**Items listed in a dataset**
[START]

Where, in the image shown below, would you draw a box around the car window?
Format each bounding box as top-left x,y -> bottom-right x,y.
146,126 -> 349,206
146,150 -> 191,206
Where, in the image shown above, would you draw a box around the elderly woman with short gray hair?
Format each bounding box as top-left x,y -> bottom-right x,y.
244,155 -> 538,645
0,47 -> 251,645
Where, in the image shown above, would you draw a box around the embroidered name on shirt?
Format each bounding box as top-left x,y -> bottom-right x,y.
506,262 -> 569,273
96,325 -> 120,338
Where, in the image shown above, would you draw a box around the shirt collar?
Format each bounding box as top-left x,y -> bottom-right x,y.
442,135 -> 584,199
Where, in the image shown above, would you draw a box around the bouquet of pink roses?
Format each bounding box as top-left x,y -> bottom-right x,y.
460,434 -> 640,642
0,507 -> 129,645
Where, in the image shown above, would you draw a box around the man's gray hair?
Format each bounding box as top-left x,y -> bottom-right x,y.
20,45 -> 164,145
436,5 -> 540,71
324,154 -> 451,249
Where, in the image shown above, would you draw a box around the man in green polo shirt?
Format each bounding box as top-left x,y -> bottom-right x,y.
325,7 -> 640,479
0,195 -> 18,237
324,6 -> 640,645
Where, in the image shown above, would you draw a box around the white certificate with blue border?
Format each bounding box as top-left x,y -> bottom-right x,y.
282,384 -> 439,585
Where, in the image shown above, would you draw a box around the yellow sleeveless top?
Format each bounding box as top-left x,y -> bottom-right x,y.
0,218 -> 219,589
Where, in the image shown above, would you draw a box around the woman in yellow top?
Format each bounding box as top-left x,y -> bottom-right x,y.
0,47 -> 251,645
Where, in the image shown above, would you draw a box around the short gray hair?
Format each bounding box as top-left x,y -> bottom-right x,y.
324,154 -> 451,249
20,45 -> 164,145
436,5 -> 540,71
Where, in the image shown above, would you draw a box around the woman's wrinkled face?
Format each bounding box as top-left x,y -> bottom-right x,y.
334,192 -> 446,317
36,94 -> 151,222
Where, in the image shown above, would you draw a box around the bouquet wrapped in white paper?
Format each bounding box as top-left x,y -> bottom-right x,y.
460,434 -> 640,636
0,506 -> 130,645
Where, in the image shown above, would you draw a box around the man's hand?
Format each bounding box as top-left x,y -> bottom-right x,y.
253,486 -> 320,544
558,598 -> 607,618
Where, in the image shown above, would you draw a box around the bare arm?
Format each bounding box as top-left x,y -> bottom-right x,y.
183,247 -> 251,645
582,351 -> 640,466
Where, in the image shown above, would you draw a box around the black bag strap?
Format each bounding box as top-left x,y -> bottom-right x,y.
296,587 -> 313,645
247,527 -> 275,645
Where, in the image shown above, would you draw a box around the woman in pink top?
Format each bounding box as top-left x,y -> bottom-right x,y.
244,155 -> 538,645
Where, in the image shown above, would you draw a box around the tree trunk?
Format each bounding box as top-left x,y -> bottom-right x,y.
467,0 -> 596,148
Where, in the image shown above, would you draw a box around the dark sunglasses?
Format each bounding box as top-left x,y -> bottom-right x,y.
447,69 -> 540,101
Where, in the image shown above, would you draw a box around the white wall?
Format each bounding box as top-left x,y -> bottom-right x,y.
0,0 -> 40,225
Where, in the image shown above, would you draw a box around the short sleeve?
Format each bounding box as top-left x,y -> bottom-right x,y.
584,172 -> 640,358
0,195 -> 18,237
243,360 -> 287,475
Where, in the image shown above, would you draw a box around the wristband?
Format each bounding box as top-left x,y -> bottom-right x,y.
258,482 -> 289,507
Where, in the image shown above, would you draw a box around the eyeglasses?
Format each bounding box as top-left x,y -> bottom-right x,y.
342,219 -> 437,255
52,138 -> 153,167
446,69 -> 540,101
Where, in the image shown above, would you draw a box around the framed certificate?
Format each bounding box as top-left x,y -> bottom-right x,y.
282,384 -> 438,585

[END]

Retype the records above word for word, with nothing changed.

**Task output**
Where, in the image shown below, would you draw a box around the car window?
Format each bounding box as top-left x,y -> bottom-right x,y.
146,126 -> 349,206
146,150 -> 191,206
Where, in the image shown above, would you draw a box around the elderly woman with short gray hair?
Format each bounding box as top-left x,y -> bottom-right x,y.
244,155 -> 538,645
0,47 -> 251,645
Where, in the image shown above, would you draw a box around the embroidered name on shirt?
Format each bounding box as top-left x,y -> bottom-right x,y.
506,262 -> 569,273
96,325 -> 120,338
Where, in the image shown above, would you draw a box around the shirt collar?
Format each bounding box as top-left x,y -> bottom-right x,y.
442,135 -> 584,199
Where, in the image shown above, would you draw a box around the bouquet of pink roses?
Format each bounding box as top-left x,y -> bottom-right x,y.
460,434 -> 640,642
0,507 -> 129,645
Where, in the image shown above, would you draw a box around the man's gray hair?
Format each bounding box as top-left x,y -> bottom-right x,y.
20,45 -> 164,145
436,5 -> 540,71
324,154 -> 451,249
Where, in the image shown above, would you draw a box around the man in green polo shirt?
Format each bounding box as top-left x,y -> bottom-right x,y.
325,7 -> 640,479
0,195 -> 18,237
324,6 -> 640,645
Where, in the image shown above, would you draw a box around the white certificate with blue border?
Format each bounding box as top-left x,y -> bottom-right x,y.
282,384 -> 439,585
Where, in the image shown above, would you draw a box around the yellow sleeveless top?
Format each bounding box as top-left x,y -> bottom-right x,y.
0,218 -> 219,589
Where, in the image shown above, would you draw a box around the woman in yellow top?
Format each bounding box as top-left x,y -> bottom-right x,y.
0,47 -> 251,645
Where, in the image shown above, would you draw a box around the short gray hair?
Format each bounding box as top-left x,y -> bottom-right x,y.
324,154 -> 451,249
20,45 -> 164,145
436,5 -> 540,71
Where, in the image shown above, would you draw a box around the woman's wrinkled face?
Format each bounding box as top-left x,y -> bottom-right x,y.
334,192 -> 446,317
36,94 -> 151,222
Where, in the image shown above, would you draw a box around the bouquet wrapped in white paper?
Format each bounding box as top-left x,y -> bottom-right x,y.
460,434 -> 640,636
0,506 -> 130,645
Where, in the image shown above, would you draw a box around the man's hand?
Format each bounding box as top-left x,y -> bottom-right x,y.
253,486 -> 320,544
558,598 -> 607,618
Where, in the image shown above, would you draw a box around the bare arm?
Format each bounding box as top-left x,y -> bottom-right x,y.
183,247 -> 251,645
582,351 -> 640,466
Where, in the image shown above, would you draw a box around the black bag strap?
Format each bounding box as top-left x,y -> bottom-right x,y.
296,587 -> 313,645
247,527 -> 275,645
Where, in the image shown above, would you draw a box around the woman in pink top?
Format each bounding box as top-left x,y -> bottom-right x,y.
244,155 -> 538,645
Where, in the image shown above, would you draw a box around the tree trunk?
Format each bounding box as top-left x,y -> bottom-right x,y.
467,0 -> 596,148
Where, in the image shown above, would you draw a box around the dark sunglasses?
Format each bounding box as top-left x,y -> bottom-right x,y.
447,69 -> 540,101
Where, in the image shown above, would you draw a box around the white wall?
Format each bounding box as top-left x,y -> bottom-right x,y.
0,0 -> 40,225
Where, in the image shown above, would you draw a box around the short sleeve?
Format each bounding box as top-left x,y -> bottom-right x,y.
584,172 -> 640,358
0,195 -> 18,237
243,360 -> 287,475
Where, in the image shown above, would you draw a box around the wristband?
Format each bounding box as top-left x,y -> bottom-right x,y.
258,482 -> 289,507
Where, in the image shown above, would you draw a box around the eyeglasses?
Format each bounding box as top-left x,y -> bottom-right x,y.
342,219 -> 437,255
52,138 -> 153,167
446,69 -> 540,101
Where, in the image shown above, would you draw a box around the framed certificate?
Format each bounding box as top-left x,y -> bottom-right x,y.
282,384 -> 438,585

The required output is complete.